* **SOURCE MATERIAL**:
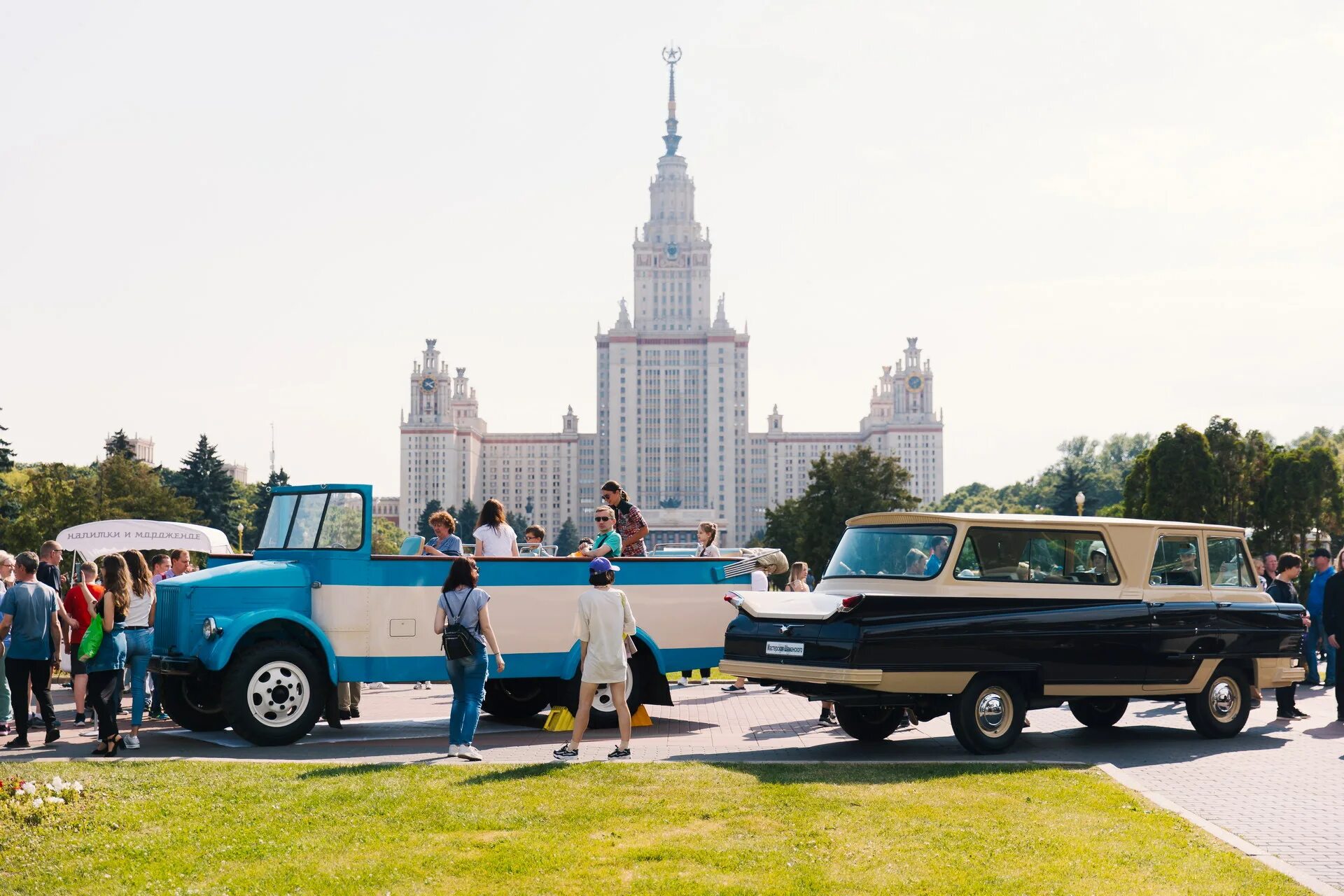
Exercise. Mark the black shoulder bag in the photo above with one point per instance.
(458, 641)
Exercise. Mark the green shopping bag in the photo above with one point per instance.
(92, 641)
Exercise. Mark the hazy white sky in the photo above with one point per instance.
(1094, 218)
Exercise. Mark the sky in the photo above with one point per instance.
(1096, 218)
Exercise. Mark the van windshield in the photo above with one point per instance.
(891, 552)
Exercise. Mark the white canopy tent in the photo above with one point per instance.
(111, 536)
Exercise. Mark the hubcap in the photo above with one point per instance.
(1225, 699)
(993, 713)
(603, 699)
(277, 694)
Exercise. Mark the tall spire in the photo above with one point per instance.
(671, 55)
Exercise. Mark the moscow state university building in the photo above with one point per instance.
(672, 421)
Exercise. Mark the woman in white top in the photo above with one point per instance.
(603, 622)
(493, 535)
(140, 638)
(706, 535)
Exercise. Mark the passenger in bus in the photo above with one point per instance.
(603, 624)
(608, 543)
(495, 538)
(707, 535)
(445, 543)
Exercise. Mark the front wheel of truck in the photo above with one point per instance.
(273, 694)
(192, 701)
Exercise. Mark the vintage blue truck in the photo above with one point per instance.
(257, 643)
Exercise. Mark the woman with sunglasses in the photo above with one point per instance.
(608, 543)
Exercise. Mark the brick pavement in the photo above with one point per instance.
(1276, 785)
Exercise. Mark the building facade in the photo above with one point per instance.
(671, 406)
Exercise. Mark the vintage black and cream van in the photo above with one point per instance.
(986, 617)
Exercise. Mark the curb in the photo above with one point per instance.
(1246, 848)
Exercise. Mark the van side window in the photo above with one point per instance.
(1054, 556)
(1228, 566)
(1176, 562)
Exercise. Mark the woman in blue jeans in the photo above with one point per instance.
(463, 602)
(140, 638)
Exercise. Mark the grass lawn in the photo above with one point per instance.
(605, 828)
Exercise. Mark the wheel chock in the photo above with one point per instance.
(559, 719)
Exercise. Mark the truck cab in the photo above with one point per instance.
(257, 643)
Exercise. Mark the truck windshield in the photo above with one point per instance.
(323, 522)
(891, 552)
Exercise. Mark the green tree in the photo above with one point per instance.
(568, 539)
(52, 496)
(387, 538)
(1180, 477)
(808, 527)
(6, 451)
(468, 522)
(118, 447)
(204, 480)
(422, 527)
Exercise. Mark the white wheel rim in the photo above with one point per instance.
(279, 694)
(604, 701)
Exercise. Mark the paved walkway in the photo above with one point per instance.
(1277, 785)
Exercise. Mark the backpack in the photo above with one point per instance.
(458, 641)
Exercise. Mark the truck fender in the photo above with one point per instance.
(217, 653)
(571, 660)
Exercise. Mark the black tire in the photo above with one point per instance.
(192, 701)
(990, 713)
(1098, 713)
(870, 723)
(517, 697)
(1222, 707)
(274, 692)
(604, 710)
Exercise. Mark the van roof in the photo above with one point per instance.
(917, 517)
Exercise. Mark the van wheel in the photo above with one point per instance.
(870, 723)
(1098, 713)
(603, 713)
(517, 697)
(988, 715)
(274, 692)
(1222, 707)
(192, 701)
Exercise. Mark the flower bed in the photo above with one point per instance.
(33, 801)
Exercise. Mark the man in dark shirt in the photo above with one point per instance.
(1281, 589)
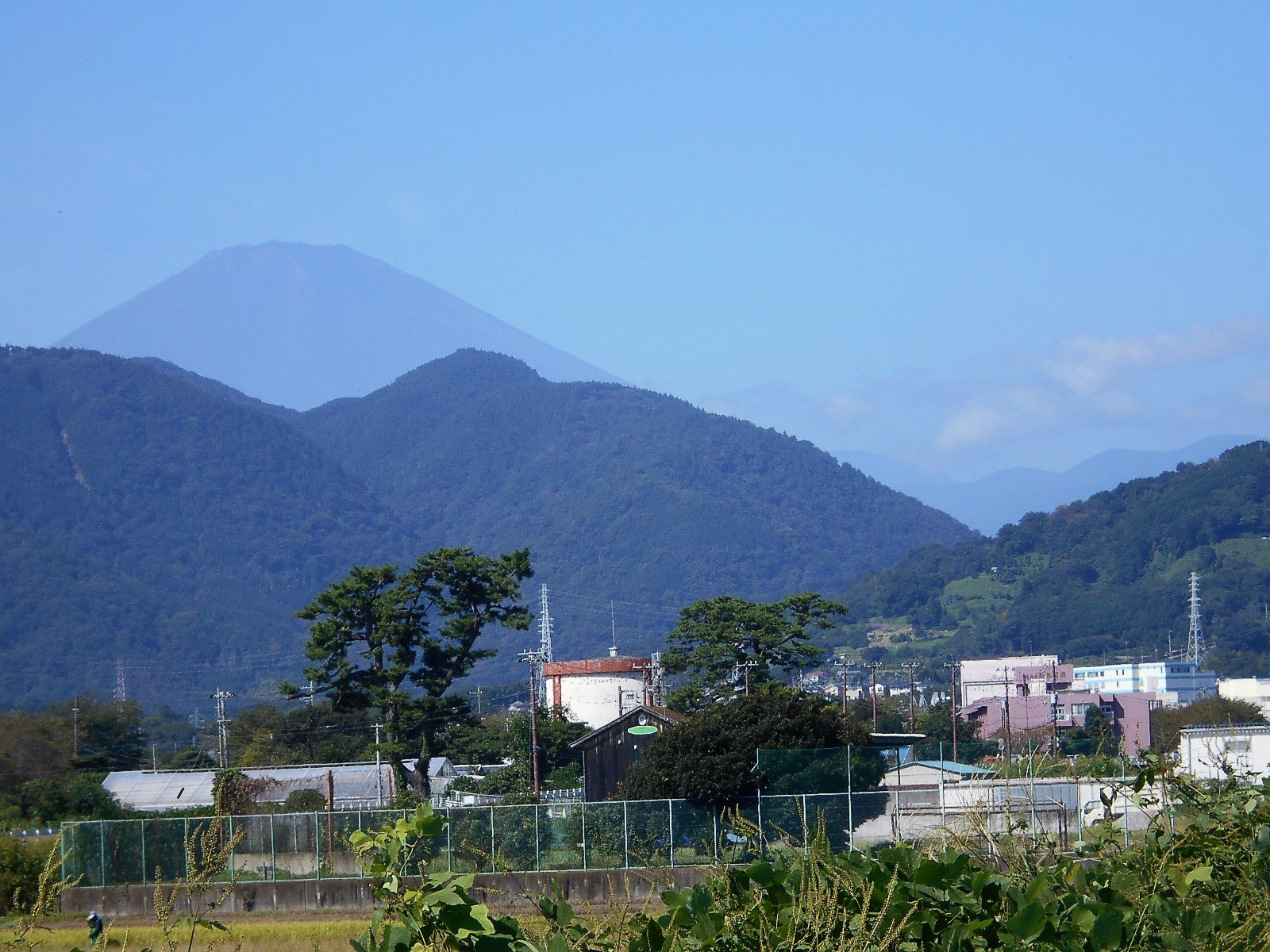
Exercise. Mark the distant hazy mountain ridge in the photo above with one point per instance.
(298, 325)
(1005, 497)
(152, 516)
(1106, 577)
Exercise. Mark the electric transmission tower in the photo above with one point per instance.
(1195, 634)
(121, 689)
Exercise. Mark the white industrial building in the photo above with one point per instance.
(996, 677)
(1254, 691)
(1172, 682)
(597, 691)
(1217, 752)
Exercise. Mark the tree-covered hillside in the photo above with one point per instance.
(158, 517)
(1103, 578)
(619, 493)
(145, 518)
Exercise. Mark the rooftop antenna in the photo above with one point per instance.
(657, 689)
(121, 689)
(1195, 634)
(544, 654)
(613, 622)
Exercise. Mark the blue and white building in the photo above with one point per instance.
(1172, 682)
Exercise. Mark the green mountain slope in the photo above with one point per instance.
(146, 518)
(620, 493)
(1106, 577)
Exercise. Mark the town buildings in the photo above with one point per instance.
(1172, 682)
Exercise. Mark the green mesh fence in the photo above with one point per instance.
(831, 793)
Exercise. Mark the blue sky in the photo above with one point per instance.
(967, 236)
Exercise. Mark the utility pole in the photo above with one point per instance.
(535, 660)
(956, 666)
(1005, 712)
(379, 771)
(873, 689)
(222, 724)
(745, 666)
(846, 666)
(911, 666)
(1053, 702)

* **EXERCISE DETAILS**: Omit every image. Quote each record exactly.

* **EXERCISE RESULT**:
Exercise. Mark the black shoulder bag in the photo above with one point per instance.
(458, 641)
Exercise. Mark the green shopping bag in the photo above with one point per instance.
(92, 641)
Exercise. Mark the hazy white sky in the photo above with one point per instance.
(1094, 218)
Exercise. Mark the sky in the photo above with one point per instance.
(1096, 218)
Exercise. Mark the van windshield in the photo above with one point per instance.
(891, 552)
Exercise. Mark the white canopy tent in the photo above with one point per instance.
(111, 536)
Exercise. Mark the hubcap in the photo above with one point per instance.
(1225, 699)
(993, 713)
(603, 699)
(277, 694)
Exercise. Mark the tall spire in the photo above with one point per instance.
(671, 55)
Exercise. Mark the moscow state university building in the photo above with one point per instance.
(672, 421)
Exercise. Mark the woman in white top in the photo above with one point per instance.
(603, 622)
(493, 535)
(140, 638)
(706, 535)
Exercise. Mark the passenger in bus in the photo above with one point per instance.
(603, 624)
(608, 543)
(495, 538)
(707, 535)
(445, 543)
Exercise. Mark the front wheel of truck in the photo above with one point per instance.
(273, 694)
(192, 701)
Exercise. Mark the vintage blue truck in the photo above with one point per instance.
(257, 643)
Exercise. Mark the woman with sunglasses in the photo above with one point per instance.
(608, 543)
Exercise. Mark the brick pavement in the photo above with one point per instance.
(1276, 785)
Exercise. Mark the building facade in the photo above with one point per instance.
(671, 406)
Exercise. Mark the vintage black and cream van in the photo above with one point per instance.
(986, 617)
Exercise. Mark the curb in the photo above with one point per instance.
(1246, 848)
Exercise. Mark the van side window in the photo above with one point per instance.
(1054, 556)
(1228, 566)
(1176, 562)
Exercise. Mark the woman in blue jeans in the photo above with one point per instance.
(463, 602)
(140, 638)
Exercise. Mark the grass lawn in the photo above with one point per instance.
(605, 828)
Exercise. Mark the wheel chock in the photo above with one point per instance.
(559, 719)
Exercise. Mark the truck cab in the photo above with one point per instance.
(257, 643)
Exercise. Mark the truck windshield in the photo above with one point per instance.
(323, 522)
(891, 552)
Exercise. Mark the green tree in the photo above with one point per instance.
(568, 539)
(52, 496)
(387, 538)
(1180, 477)
(808, 527)
(6, 451)
(468, 522)
(118, 447)
(204, 480)
(422, 527)
Exercise. Mark the white wheel rim in the photo above with one point per instance.
(279, 694)
(604, 701)
Exercise. Mark the paved walkway in the photo above with one point per instance.
(1277, 785)
Exercise. Mark the backpack in the photo above with one point per instance.
(458, 641)
Exercise. Mark the truck fender in the photo above with one point per instance.
(217, 653)
(571, 660)
Exercise. Mark the black tire in the photo above with one point per instance.
(192, 701)
(990, 713)
(1098, 713)
(870, 723)
(517, 697)
(1222, 707)
(274, 692)
(604, 710)
Exercise. Mark the van roof in the photo above with one point per instance.
(917, 517)
Exercise. Mark the van wheel in the photo above with one point per instance.
(870, 723)
(1098, 713)
(603, 713)
(517, 697)
(988, 715)
(274, 692)
(1222, 707)
(192, 701)
Exercise. Mark the flower bed in the photo above with one point per instance.
(33, 801)
Exercise. Mark the man in dark shirt in the photo above with one point per instance.
(1281, 589)
Exercise. Mark the distant hazy mountain ridge in the photo above with one point per instance.
(298, 325)
(1005, 497)
(152, 516)
(1106, 577)
Exercise. Mark the electric transmission tower in the photo above with one point per instance.
(1195, 634)
(121, 689)
Exercise. Mark the white industrial building in the photo above with one point per instance.
(996, 677)
(1254, 691)
(1172, 682)
(597, 691)
(1217, 752)
Exercise. Mark the tree-covered hillside in the photo above with one point per instance.
(158, 517)
(1103, 578)
(619, 493)
(145, 518)
Exercise. Mark the rooftop antenna in the photo above with one point per instance.
(657, 689)
(121, 689)
(1195, 634)
(544, 654)
(613, 622)
Exercise. Mark the blue and white building in the photo above with one point per instance.
(1172, 682)
Exercise. Mark the green mountain slope in the photo above with one point per instance.
(146, 518)
(620, 493)
(1106, 577)
Exercise. Mark the town buildings in the photo above with one point per instance.
(1172, 682)
Exercise. Mark the green mesh fence in the photo above with one point per instance.
(831, 793)
Exercise. Mark the blue sky in the photo above with one point per instance.
(967, 236)
Exercise. Mark the utility pole in the photo above with one point per instance.
(535, 660)
(956, 666)
(1005, 712)
(379, 771)
(873, 689)
(222, 724)
(745, 666)
(846, 666)
(911, 666)
(1053, 702)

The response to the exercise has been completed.